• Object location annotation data

★ ★ ★

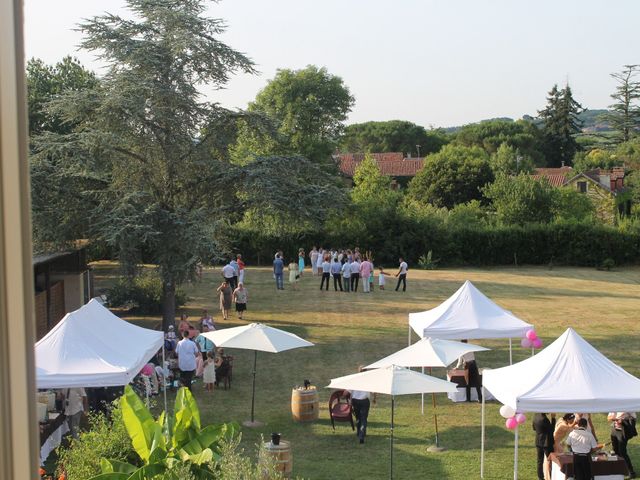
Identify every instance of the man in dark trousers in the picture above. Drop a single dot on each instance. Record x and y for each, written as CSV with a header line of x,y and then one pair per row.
x,y
582,444
544,438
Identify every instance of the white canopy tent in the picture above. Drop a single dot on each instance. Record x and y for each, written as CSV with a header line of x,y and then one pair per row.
x,y
92,347
568,376
468,314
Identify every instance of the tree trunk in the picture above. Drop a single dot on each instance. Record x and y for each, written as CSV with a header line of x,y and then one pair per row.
x,y
168,304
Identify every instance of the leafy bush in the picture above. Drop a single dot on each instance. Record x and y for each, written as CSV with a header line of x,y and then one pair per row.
x,y
143,294
427,262
106,437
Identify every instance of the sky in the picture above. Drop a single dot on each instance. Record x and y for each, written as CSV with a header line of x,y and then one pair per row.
x,y
437,63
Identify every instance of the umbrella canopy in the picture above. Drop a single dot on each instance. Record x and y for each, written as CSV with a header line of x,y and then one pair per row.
x,y
256,336
393,380
468,313
428,352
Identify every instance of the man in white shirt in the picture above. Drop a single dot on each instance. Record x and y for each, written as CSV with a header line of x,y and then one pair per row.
x,y
355,275
75,404
402,275
582,444
187,351
228,272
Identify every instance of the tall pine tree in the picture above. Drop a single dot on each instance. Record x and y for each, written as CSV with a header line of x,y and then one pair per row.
x,y
624,117
561,124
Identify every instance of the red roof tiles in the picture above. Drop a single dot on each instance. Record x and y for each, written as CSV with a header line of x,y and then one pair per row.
x,y
392,164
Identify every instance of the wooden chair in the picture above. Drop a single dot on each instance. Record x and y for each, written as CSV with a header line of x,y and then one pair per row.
x,y
340,409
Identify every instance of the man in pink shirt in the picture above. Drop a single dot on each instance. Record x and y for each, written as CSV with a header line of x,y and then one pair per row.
x,y
365,270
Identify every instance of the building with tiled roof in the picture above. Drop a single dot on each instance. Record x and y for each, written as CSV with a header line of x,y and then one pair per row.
x,y
392,164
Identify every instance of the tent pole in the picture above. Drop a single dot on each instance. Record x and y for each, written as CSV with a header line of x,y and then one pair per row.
x,y
510,352
164,381
482,437
515,457
435,415
253,394
391,443
422,395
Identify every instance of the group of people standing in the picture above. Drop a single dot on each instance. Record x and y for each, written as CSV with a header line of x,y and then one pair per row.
x,y
576,431
349,270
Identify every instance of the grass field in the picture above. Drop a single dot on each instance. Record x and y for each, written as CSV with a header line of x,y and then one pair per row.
x,y
353,329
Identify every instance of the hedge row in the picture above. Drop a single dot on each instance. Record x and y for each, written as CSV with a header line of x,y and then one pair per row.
x,y
575,244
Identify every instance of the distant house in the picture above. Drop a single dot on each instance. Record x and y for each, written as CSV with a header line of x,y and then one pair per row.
x,y
605,188
394,164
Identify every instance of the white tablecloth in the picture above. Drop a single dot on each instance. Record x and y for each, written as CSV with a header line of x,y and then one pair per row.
x,y
461,395
53,441
556,474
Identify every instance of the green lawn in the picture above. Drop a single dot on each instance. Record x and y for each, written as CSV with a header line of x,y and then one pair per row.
x,y
354,329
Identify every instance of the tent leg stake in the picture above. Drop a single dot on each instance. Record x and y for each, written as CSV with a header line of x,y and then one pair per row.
x,y
435,448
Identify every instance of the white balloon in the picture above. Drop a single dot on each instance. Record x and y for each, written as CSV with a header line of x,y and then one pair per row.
x,y
506,411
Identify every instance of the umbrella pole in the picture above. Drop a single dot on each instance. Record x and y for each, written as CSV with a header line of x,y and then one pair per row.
x,y
422,395
510,352
253,392
391,443
515,457
164,381
482,437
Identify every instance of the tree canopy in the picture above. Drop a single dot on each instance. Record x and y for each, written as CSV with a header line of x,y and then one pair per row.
x,y
308,107
624,114
392,136
45,82
561,124
453,175
151,185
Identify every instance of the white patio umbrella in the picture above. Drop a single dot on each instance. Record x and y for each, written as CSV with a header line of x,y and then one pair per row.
x,y
428,352
256,336
392,380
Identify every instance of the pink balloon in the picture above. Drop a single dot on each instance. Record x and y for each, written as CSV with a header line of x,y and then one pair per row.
x,y
526,343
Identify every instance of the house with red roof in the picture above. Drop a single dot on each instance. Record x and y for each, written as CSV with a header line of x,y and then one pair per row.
x,y
401,169
604,187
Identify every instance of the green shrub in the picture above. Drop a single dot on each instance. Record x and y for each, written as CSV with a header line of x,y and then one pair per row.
x,y
143,294
106,437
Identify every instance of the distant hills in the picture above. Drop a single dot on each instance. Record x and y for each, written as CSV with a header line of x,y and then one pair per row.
x,y
591,121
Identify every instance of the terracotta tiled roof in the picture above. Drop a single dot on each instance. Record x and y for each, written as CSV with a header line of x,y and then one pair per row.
x,y
553,179
392,164
554,171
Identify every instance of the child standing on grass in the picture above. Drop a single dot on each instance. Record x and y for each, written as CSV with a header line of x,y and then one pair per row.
x,y
381,279
209,373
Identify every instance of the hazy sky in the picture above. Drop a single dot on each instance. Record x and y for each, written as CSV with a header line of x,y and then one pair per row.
x,y
434,62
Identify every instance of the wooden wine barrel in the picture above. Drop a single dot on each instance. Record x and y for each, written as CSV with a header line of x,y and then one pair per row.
x,y
282,456
304,404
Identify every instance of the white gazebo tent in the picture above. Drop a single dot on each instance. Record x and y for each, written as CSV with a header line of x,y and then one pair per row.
x,y
92,347
568,376
468,314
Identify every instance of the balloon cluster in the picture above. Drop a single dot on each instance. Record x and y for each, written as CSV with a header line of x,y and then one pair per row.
x,y
513,418
531,340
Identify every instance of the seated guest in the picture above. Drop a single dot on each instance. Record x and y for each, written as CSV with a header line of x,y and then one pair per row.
x,y
563,427
582,443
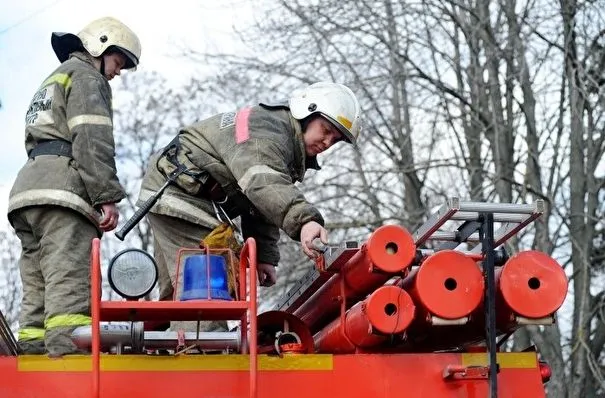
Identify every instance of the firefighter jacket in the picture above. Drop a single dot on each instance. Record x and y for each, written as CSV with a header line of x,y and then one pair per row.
x,y
73,107
256,154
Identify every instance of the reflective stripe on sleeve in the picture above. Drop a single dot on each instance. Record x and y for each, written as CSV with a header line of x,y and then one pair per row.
x,y
242,134
89,119
244,182
67,320
59,78
28,334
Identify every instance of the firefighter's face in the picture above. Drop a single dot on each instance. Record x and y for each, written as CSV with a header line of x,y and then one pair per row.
x,y
114,63
320,135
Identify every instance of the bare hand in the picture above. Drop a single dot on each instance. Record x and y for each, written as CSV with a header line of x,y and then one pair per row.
x,y
310,231
110,217
267,276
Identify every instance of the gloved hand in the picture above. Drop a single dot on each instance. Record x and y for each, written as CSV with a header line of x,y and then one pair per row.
x,y
267,276
308,232
110,217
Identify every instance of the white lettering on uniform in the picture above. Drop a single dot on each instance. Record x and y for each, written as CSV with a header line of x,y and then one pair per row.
x,y
39,111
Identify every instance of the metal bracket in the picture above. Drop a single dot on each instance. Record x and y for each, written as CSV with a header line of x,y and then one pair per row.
x,y
514,217
334,257
459,372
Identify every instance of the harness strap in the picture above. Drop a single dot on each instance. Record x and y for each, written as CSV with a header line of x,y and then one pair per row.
x,y
51,147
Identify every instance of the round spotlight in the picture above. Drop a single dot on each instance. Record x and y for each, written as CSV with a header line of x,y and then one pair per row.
x,y
132,273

★ ★ ★

• PROBLEM TO WORK ON
Your copy should repeat each entry above exactly but contain no pictures.

• REPLY TO THE TASK
Identify every instance of the man in dark trousers in the picture above. Drop a single dot on each instance. Record x and y for each, written as CSV with a header line of x,y and then one pair per row.
x,y
582,444
544,438
Identify every instance of the white canopy tent in the picture above. Drop a single dot on each instance. Record x and y for each, written as CSV with a header line of x,y and then one pair per row.
x,y
92,347
568,376
468,314
Identify every instance of the tree trunk in the picture above. Drop a single dot on each instance. Record x and y for each, written as CSV with a header line of x,y and then one pair per row.
x,y
168,304
Identify every instance of the leafy bush in the picture above. Drop a single dot on each instance. Record x and y for each, written as CSV with a header line of x,y and then one pair per row.
x,y
143,294
427,262
106,437
Identify every instance of the sky in the picture above. Drop a single dot on each instance. Record x and y for each, written as CSV with a header line of x,y and then one pair per row.
x,y
437,63
Identify every instance of the umbrella canopy in the picture above. Drop a single dot on each instance. Record x and y for each, written as CSV with a header line of x,y and then one pair per row.
x,y
256,336
393,380
468,313
428,352
Identify every instance of the man in white shirt in the picture above. Drop a single dot on each instance. Record x and y for each, written as CSV with a header line of x,y and then one pair per row.
x,y
355,275
75,404
402,275
582,444
187,351
228,272
Identify every instance of the tall pine tree in the picture above. Drop a single dot on each instance. Record x and y for each, written as CSV with a header line of x,y and then one pair per row.
x,y
624,117
561,124
Identify every instance of the red roof tiles in the picture above. Drop a single dot on each instance. Record x and y for each, written as CSV with a header line of x,y and then one pair per row.
x,y
392,164
Identify every instance of the wooden chair in the picture above. Drop a single dot on each instance. Record x and y for each, written as CSV with a header line of x,y and then one pair per row.
x,y
340,409
Identify every instance of the man in pink shirt in the picture above. Drop a single dot on each instance. Record x and y for each, written as CSV with a header line of x,y and then one pair per row.
x,y
365,270
Identify every instance of the building with tiled roof in the picture above. Drop a single dot on each instance. Record x and y for each, written as CSV with a header line of x,y and then one pair per row.
x,y
392,164
Identify every instance of the tent pole in the picture above. Drop a single dot on each instance. Record x and y for each, written as CSV with a header line of x,y and then one pair per row.
x,y
510,352
164,381
482,437
515,457
435,415
253,394
391,443
422,395
Identify every instance of the group of people standing in the picture above. Drop a single dot on each instance. Record x and y for each, written as CSV with a header line of x,y and then one pair per row.
x,y
576,431
349,270
Identify every instance of the grass field in the picture above. Drop a single dot on each instance. Record x and y for each, written as CSV with a header line of x,y and then one pair per row.
x,y
353,329
Identify every instance of the hedge row in the picture above. Drop a single dot on each instance. Record x and y for each, written as CSV with a header line of x,y and then one pair per row.
x,y
575,244
Identify every instance of the distant house in the picture above. Drop a single dot on each instance. Record x and y for each, written as CSV with a header line of x,y and then one pair per row.
x,y
605,188
394,164
Identify every instance of the white tablecloth in the picture above. Drop a single dot on each instance. Record x and y for each, written as CSV with a header line of x,y and then one pair per row.
x,y
461,395
53,441
556,474
Identify every instance of the green lawn in the picture above. Drop a single dot on each instance. Record x and y for each, written as CSV with a header line of x,y and then one pair per row.
x,y
354,329
Identify every instance of the tent leg stake in the picture above. Drop a single dot on each instance. Record x and y for each, written as CSV with a header line of x,y and then one pair per row.
x,y
435,448
Identify every instance of the white balloon in the picture above. Drop a single dot on each instance. Record x and y for each, written as CSV with a header line of x,y and then one pair per row.
x,y
506,411
Identify every instance of the umbrella pole in the picture above. Drop a single dot on each instance. Record x and y for each, written as CSV with a header line of x,y and then one pair per row.
x,y
422,395
510,352
253,392
391,443
515,457
164,381
482,437
Identify every instance of the tree canopy in the picture above. Drop a single dot on each instance. Record x and y for each, written as CSV with a header line of x,y and then one pair per row.
x,y
308,107
624,114
392,136
45,82
561,124
453,175
151,185
Identify every instance of the white patio umbrella in the picture above. Drop a single dot on each instance. Record x and y for each, written as CSV with a header line of x,y and then one pair per row.
x,y
428,352
256,336
392,380
Identify every instance of the pink balloon in the picture above. Drop a single dot on each instance. Record x and y for each, written as CSV with a header line of x,y and then one pair per row.
x,y
526,343
Identify every instance of the house with red roof in the picture above. Drop a single dot on each instance. Record x and y for each, written as CSV with a header line of x,y and then one pair per row.
x,y
401,169
604,187
Identify every instance of the green shrub in the picture above. Drop a single dot on each instance. Record x and y for each, written as CSV with a header line of x,y and then one pair per row.
x,y
143,294
106,437
Identify every instance of the distant hills in the picture above. Drop a single dot on each instance. Record x and y for each, written as CSV with a header line of x,y and then one pair per row.
x,y
591,121
Identify every instance of the terracotta tiled roof in the picture above. Drop a single dot on each instance. Record x and y for each, written as CSV with a header line of x,y and then one pair per row.
x,y
553,179
392,164
554,171
Identify every instance of the child standing on grass in the picture above. Drop a single dot on each instance. Record x and y for each, written as CSV with a header line of x,y and then one pair per row.
x,y
381,279
209,373
Identify every instance of the hazy sky in the picture above. Drop a single dot on each instance. Record x and y for each, written as CSV with a header line of x,y and then one pair per row.
x,y
434,62
Identify every instance of the wooden wine barrel in the picture above. Drop a single dot on each instance. Record x and y for each, written as CSV with a header line of x,y and then one pair per row.
x,y
282,456
304,404
Identify every instance of the white gazebo tent in the picture above. Drop a single dot on each instance. Record x and y for each, written as CSV with a header line of x,y and then one pair per row.
x,y
92,347
568,376
468,314
Identify every instance of the balloon cluster in the picture above. Drop a single dot on each instance. Record x and y for each, written as CSV with a header line of x,y and then one pair per row.
x,y
513,418
531,340
Identify every instance of the seated guest in the picture above. Drop a single dot on each instance. Record x and y for each, written as CSV with a header line of x,y and then one pair per row.
x,y
563,427
582,443
Identify every instance of the firefighter jacket in the picture above. Drop a single dot on each instance. Record x and y for each, written as CSV with a header line of x,y and then one pair per row.
x,y
73,107
256,154
Identify every instance of the reflective stripe on sleeve in the picture above. Drop a single dot on each instance. Record x and y for each, written as CSV with a header line of x,y and then one pair per row.
x,y
242,134
89,119
244,182
67,320
59,78
28,334
Identify every instance of the firefighter's face in the picture above. Drop a single dot on each instance. Record x and y for each, written as CSV with a header line of x,y and then one pair per row.
x,y
114,63
320,135
Identify every instance of the bare hand in the picture above. Drop a single dot on each instance. Record x and y for each, written as CSV with a header line of x,y and then one pair per row.
x,y
310,231
110,217
267,276
Identify every instance of the gloved hand in the picture above. Drop a single dot on each instance. Record x and y for each, written as CSV with a header line of x,y and then one pair per row.
x,y
267,276
308,232
110,217
Identify every instance of the white lettering on uniform in the picture above. Drop a single dot on each instance. Record x and y for each, written as CSV with a header line of x,y and then one pair per row.
x,y
39,111
Identify every instance of the metal bracket in the picture above. Drop a single dot on each instance. Record x and y for each, written as CSV with a header line of x,y and then one pair per row.
x,y
514,217
334,257
459,372
Identify every instance of the harness strap in the picture above. Drop a single dot on each instance. Record x and y for each, written as CSV with a header line of x,y and then one pair per row.
x,y
51,147
Identify every instance of the round spotlight in the picture above. Drop a single dot on each instance. Record x and y for each, written as CSV with a header line of x,y and then one pair per row.
x,y
132,273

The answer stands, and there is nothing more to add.